### Given entries
------

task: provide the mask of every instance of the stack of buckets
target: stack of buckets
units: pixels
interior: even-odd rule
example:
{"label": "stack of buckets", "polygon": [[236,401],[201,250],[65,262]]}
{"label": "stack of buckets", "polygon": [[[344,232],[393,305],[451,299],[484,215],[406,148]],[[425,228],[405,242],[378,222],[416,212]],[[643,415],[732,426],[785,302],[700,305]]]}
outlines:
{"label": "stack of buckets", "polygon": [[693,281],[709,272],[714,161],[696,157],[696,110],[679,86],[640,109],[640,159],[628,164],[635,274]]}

------

### What is being asked
Write out all of the records above again, line for line, without changing anything.

### Right answer
task: provide the mask of every instance of the stack of buckets
target: stack of buckets
units: pixels
interior: even-odd rule
example:
{"label": "stack of buckets", "polygon": [[236,401],[201,250],[65,262]]}
{"label": "stack of buckets", "polygon": [[[344,232],[393,305],[451,299],[484,215],[406,148]],[[425,228],[405,242],[378,222],[416,212]],[[643,415],[732,426],[785,302],[700,305]]]}
outlines:
{"label": "stack of buckets", "polygon": [[693,281],[709,272],[714,161],[696,157],[696,110],[679,86],[640,109],[640,159],[628,164],[635,274]]}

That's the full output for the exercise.